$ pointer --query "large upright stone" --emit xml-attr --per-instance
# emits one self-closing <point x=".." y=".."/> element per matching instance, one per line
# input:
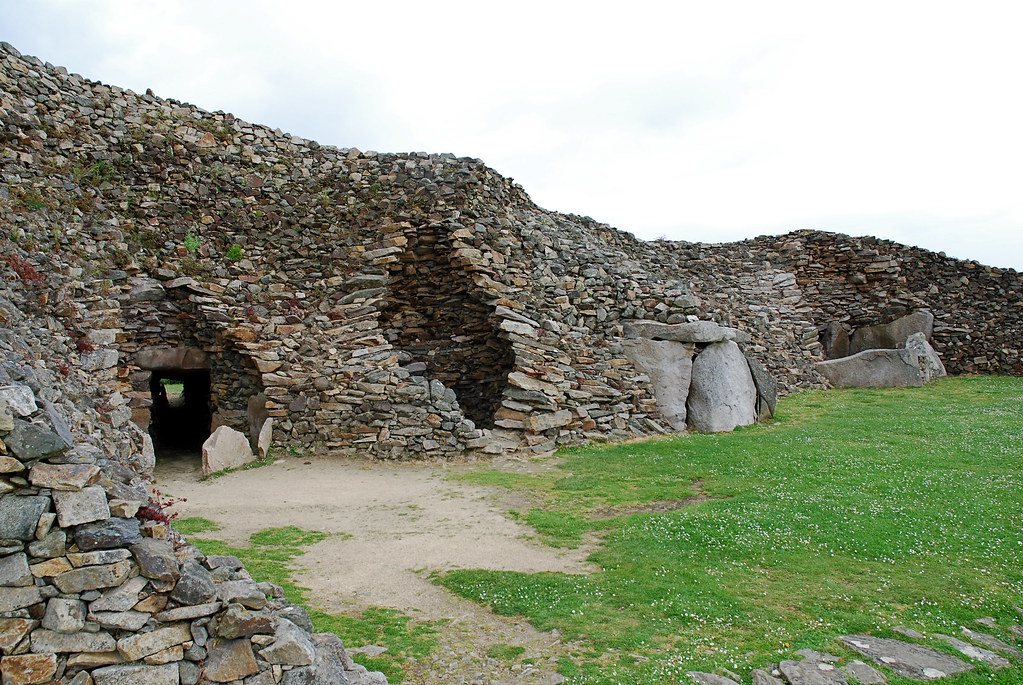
<point x="29" y="442"/>
<point x="891" y="335"/>
<point x="722" y="394"/>
<point x="18" y="515"/>
<point x="669" y="366"/>
<point x="226" y="448"/>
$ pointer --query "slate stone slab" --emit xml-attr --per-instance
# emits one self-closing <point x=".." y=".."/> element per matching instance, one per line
<point x="864" y="674"/>
<point x="909" y="660"/>
<point x="107" y="534"/>
<point x="709" y="678"/>
<point x="18" y="515"/>
<point x="992" y="642"/>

[REQUIREMENT] Omit the pictures and print the listing exactly.

[ANSWER SPACE]
$ pointer --query "large upright stone" --emit xml-attr --per-instance
# emits one self-closing <point x=".." y=".."/> element per matching instance, one per line
# input:
<point x="29" y="442"/>
<point x="891" y="335"/>
<point x="722" y="394"/>
<point x="18" y="515"/>
<point x="669" y="366"/>
<point x="226" y="448"/>
$ pointer --query "slate stone slab" --emit xml-attr --per-instance
# emits one self-closing <point x=".." y=".."/> element per matching instance, one per line
<point x="864" y="674"/>
<point x="909" y="660"/>
<point x="107" y="534"/>
<point x="709" y="678"/>
<point x="18" y="515"/>
<point x="992" y="642"/>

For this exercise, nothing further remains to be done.